# [EXERCISE INPUT]
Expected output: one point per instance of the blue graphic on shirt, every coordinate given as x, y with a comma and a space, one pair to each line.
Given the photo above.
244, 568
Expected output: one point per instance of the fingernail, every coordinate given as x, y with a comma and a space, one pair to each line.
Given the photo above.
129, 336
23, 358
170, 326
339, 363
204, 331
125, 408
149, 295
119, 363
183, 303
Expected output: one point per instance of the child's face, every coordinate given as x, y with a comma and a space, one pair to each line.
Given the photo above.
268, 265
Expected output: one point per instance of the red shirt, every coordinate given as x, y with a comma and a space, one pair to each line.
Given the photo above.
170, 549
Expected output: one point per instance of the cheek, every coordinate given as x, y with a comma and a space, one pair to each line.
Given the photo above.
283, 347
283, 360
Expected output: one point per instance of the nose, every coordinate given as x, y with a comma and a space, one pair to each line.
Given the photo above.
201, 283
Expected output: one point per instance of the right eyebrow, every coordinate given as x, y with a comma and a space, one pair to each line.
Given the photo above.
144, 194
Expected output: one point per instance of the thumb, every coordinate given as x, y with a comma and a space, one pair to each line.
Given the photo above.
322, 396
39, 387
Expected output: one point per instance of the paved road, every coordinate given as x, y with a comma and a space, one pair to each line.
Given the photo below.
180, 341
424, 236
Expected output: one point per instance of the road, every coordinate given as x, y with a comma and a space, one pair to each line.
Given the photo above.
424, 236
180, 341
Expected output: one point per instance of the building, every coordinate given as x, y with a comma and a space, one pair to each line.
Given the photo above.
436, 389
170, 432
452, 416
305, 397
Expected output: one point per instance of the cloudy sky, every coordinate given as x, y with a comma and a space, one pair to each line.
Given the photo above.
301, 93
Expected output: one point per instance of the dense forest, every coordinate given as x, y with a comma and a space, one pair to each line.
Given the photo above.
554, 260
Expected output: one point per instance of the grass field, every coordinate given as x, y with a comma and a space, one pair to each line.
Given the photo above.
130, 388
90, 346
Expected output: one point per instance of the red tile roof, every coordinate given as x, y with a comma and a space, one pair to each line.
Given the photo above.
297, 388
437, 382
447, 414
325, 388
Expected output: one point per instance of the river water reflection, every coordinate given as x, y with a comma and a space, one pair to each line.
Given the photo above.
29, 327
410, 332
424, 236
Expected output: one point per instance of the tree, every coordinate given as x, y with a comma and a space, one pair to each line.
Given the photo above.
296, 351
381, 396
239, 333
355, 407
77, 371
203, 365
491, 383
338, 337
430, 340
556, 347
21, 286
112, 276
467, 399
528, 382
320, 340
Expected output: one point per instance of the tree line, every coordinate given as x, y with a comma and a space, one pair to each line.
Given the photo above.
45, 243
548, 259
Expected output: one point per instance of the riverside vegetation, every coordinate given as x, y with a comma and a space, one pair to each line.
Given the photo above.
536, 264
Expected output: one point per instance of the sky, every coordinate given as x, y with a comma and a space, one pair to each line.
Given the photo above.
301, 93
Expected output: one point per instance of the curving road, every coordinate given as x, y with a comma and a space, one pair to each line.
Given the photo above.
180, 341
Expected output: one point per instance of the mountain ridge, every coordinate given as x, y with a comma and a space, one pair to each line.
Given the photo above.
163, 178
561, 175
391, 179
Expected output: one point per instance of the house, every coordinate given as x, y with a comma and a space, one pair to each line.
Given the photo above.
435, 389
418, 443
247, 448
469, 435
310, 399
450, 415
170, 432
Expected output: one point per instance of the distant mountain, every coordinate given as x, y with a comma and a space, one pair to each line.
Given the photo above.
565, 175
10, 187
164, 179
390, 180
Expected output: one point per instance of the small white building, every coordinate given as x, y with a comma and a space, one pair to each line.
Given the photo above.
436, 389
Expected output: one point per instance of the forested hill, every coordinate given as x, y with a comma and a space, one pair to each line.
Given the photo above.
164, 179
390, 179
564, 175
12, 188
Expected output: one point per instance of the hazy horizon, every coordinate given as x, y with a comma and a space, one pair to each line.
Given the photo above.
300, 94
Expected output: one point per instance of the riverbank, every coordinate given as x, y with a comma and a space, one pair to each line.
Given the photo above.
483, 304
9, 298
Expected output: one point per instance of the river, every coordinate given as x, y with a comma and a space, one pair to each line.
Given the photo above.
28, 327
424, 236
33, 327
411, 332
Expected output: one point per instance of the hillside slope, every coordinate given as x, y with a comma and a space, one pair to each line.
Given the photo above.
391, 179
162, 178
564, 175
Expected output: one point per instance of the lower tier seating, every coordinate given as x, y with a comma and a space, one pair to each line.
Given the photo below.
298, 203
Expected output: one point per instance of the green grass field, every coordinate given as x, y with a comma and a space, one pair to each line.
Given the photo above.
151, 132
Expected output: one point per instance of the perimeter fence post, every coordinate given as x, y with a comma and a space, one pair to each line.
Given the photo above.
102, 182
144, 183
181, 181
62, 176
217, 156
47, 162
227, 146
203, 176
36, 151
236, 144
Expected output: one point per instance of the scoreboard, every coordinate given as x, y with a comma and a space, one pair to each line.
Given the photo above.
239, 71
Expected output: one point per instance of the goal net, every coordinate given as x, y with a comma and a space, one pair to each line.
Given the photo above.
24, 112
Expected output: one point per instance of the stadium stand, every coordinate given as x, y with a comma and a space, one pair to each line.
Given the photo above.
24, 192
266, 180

# [REQUIRED WORK]
Give a word-for-word copy of the records.

# [ANSWER]
Expected output: one point per instance of the blue graphic on shirt, every coordinate given as x, y with a comma and a space, one pair to each line.
Given the photo above.
244, 568
Expected output: one point per instance of the fingernail, every coordinate given as x, y with a comma and a space, one pair to each line.
Given the photo above.
129, 336
23, 358
170, 326
339, 363
204, 331
125, 408
149, 295
119, 363
183, 303
Expected output: one point per instance of the child's face, every coordinate given as x, y with a comma and a space, one pair to each line.
Given the photo above.
268, 265
Expected output: one point per instance of the red shirt, every coordinate given as x, y with a comma and a space, one pair to each line.
Given the photo above.
170, 549
Expected output: one point per instance of the cheek, every coordinate given as x, y with a comma and a space, one pair to each line.
Given the photo above.
283, 347
283, 360
Expected output: one point per instance of the nose, every coordinate given as x, y with a comma and a space, one pair to each line.
Given the photo above.
201, 283
Expected output: one point per instance of the right eyebrow, every coordinate given as x, y with a comma and a space, one pair to each line.
Given the photo above.
144, 194
Expected output: one point per instance of the thumb, every coordinate given as x, y with a comma and a space, one pair to each line.
Given the photo above.
322, 396
39, 387
Expected output: one point per instance of the paved road, every coordinate given as x, y with a comma and a space, one pair to each line.
Given the photo below.
180, 341
424, 236
Expected output: one point per instance of the road, every coordinate given as x, y with a comma and a space, one pair to each line.
Given the photo above.
424, 236
180, 341
Expected output: one point per instance of the building, every coordinate given as x, y with a comma and a space, one pair to each line.
Given the photo above.
436, 389
170, 432
452, 416
305, 397
Expected output: one point per instance of the cloudy sky, every coordinate given as x, y with a comma and a space, one pair to each line.
Given the photo above.
301, 93
Expected output: one point per instance of the dense forest, every coordinate given as x, y with a comma and a space, one pair to each line.
Given the photo above.
554, 260
Expected output: one point per instance of the grass field, every coordinate given as x, y with a comma and a space, one pair to each line.
Given the photo above.
130, 388
90, 346
Expected output: one point per instance of the red tile roof, every coordinate given as x, y with a comma and a space, one pair to each line.
Given the photo above.
297, 388
437, 382
447, 414
325, 388
Expected output: one point per instance of the river water reflection, every coordinate given as x, y with a comma and a space, one pair to each line.
Given the photo above.
29, 327
410, 332
424, 236
Expected output: one point per instance of the tree, every coordinate given as x, y with a comma and a space, one pair to each line.
Given the photo above.
296, 351
381, 396
239, 333
355, 407
77, 371
203, 365
491, 383
338, 337
430, 340
556, 347
21, 286
112, 276
467, 399
528, 382
320, 340
Expected output: one point per instance of the tree line, every coordinate given as x, y with a comma and a space, one pair to each line.
Given the photo above.
45, 243
548, 259
Expected output: one point per instance of the riverside vegetation, every coordinate given as x, y with a comma and a space, one pair to each line.
Given the photo above.
536, 264
Expected output: one point per instance of the sky, every coordinate given as x, y with a comma and a space, one pair to each line.
Given the photo above.
301, 93
Expected output: one point per instance of the curving road, every coordinate given as x, y with a comma and a space, one pair to each line.
Given the photo above.
180, 341
Expected output: one point per instance of the mountain ridge, every coordinate given as x, y with a comma and a space, one pair to each line.
Given the photo above.
163, 178
561, 175
391, 179
Expected output: one point per instance of the house, every coordinate given as x, y with a comma and a space, one pair to each line.
Given the photo above.
435, 389
418, 443
247, 448
469, 435
310, 399
450, 415
170, 432
Expected output: one point per instance of the distant mountain, every coordinate given as x, y with a comma and a space, one pair to each line.
Given the photo above.
565, 175
10, 187
164, 179
390, 180
Expected output: one point per instance of the small white building, every coordinate given as x, y with a comma and a space, one pair to each line.
Given the photo above.
436, 389
Expected output: one point per instance of the forested hill, every coordinate given as x, y with a comma and a space, one pair to each line.
Given the photo above.
164, 179
390, 179
564, 175
12, 188
Expected output: one point per instance of the hazy horizon, every coordinate given as x, y with a comma and a space, one pair to each line.
Given the photo above.
300, 94
Expected output: one point per instance of the riverbank, every coordinate given as x, y with a comma and a space, one pair to each line.
Given the photo above.
483, 304
9, 298
Expected output: one point per instance of the river, every coordinate given as x, y with a comma and a space, one pair to each line.
Given the photo above.
28, 327
424, 236
33, 327
411, 332
Expected output: one point per instance of the hillside slope, every coordinate given as x, y with a comma and a space, one pair to each line.
Given the photo above.
391, 179
162, 178
564, 175
Expected output: one point per instance of the lower tier seating, every coordinate given as x, y with a comma and a space, one pair to each line.
Given the photo below.
298, 203
Expected output: one point per instance of the green grass field, every coordinate given as x, y with a comma and a space, one pair to each line.
Given the photo above.
151, 132
Expected output: one point per instance of the perimeter fence post, every coordinate given as x, y with a comma and a space, one pair to each line.
Given the photo above.
102, 182
144, 183
181, 181
62, 176
217, 156
47, 162
227, 146
203, 176
36, 151
236, 144
Expected output: one point per instance of the scoreboard, every coordinate given as x, y with a comma and a space, one pair to each line.
Given the photo above.
239, 71
Expected output: one point per instance of the goal net, every coordinate given as x, y with a comma and a space, one pair to each line.
Given the photo above.
24, 112
Expected output: one point per instance of the stadium stand, every coordinate given as x, y with a comma and a space, one pair to each line.
Given the photo above.
24, 192
266, 180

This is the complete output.